• Problem description
Copy out each line of the records below in which the string "labeling" appears, and leave out all other lines.

+++ Input material

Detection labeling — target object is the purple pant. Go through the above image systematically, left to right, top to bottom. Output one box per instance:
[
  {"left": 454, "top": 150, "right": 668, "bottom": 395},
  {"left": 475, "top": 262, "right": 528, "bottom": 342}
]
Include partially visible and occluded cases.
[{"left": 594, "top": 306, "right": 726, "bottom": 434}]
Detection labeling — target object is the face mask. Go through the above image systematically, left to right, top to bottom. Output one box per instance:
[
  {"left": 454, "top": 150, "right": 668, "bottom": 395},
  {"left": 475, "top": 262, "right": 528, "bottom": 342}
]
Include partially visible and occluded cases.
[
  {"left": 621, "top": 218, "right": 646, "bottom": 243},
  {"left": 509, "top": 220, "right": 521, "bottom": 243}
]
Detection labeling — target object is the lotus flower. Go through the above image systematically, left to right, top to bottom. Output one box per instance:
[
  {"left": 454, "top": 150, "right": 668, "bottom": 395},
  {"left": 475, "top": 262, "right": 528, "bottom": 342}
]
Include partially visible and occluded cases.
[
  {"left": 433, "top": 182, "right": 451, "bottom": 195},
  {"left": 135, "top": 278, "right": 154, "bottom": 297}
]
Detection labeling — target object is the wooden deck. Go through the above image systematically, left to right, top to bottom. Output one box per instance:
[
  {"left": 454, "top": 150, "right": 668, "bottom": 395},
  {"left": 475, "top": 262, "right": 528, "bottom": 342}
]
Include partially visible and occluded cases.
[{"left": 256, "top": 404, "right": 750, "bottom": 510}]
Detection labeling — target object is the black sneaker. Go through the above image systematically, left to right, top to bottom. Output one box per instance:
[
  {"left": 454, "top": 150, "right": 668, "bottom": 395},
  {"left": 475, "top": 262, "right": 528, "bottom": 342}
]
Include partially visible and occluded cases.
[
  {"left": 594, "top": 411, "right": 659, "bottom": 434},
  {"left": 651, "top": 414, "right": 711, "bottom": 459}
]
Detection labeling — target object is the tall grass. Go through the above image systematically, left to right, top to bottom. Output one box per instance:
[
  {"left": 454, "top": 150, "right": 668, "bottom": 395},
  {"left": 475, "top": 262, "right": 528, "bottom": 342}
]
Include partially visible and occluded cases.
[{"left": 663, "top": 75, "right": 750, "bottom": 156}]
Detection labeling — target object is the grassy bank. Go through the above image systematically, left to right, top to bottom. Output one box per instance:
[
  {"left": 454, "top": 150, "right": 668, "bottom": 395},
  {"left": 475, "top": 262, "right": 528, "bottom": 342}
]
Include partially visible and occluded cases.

++++++

• Complete answer
Detection labeling — target object is the purple pant. Go through the above image systematically, left to right, top to bottom. Output one box per instance:
Detection labeling — target object is the face mask. Go through the above image systematically, left to right, top to bottom. Output one box per instance:
Detection labeling — target object is the lotus flower. Go through the above image systematically, left to right, top to bottom. Output one box per instance:
Detection labeling — target object is the wooden deck. Go through the above image systematically, left to right, top to bottom. Output one box per instance:
Detection labeling — target object is the black sneaker. Go through the above image systematically, left to right, top to bottom. Output one box per instance:
Detection labeling — target object is the tall grass. Go through the above image systematically, left to right, top to bottom. Output one box per instance:
Detection labeling — target object is the grassy bank. Go through the above image systematically, left to right, top to bottom. Output one box per instance:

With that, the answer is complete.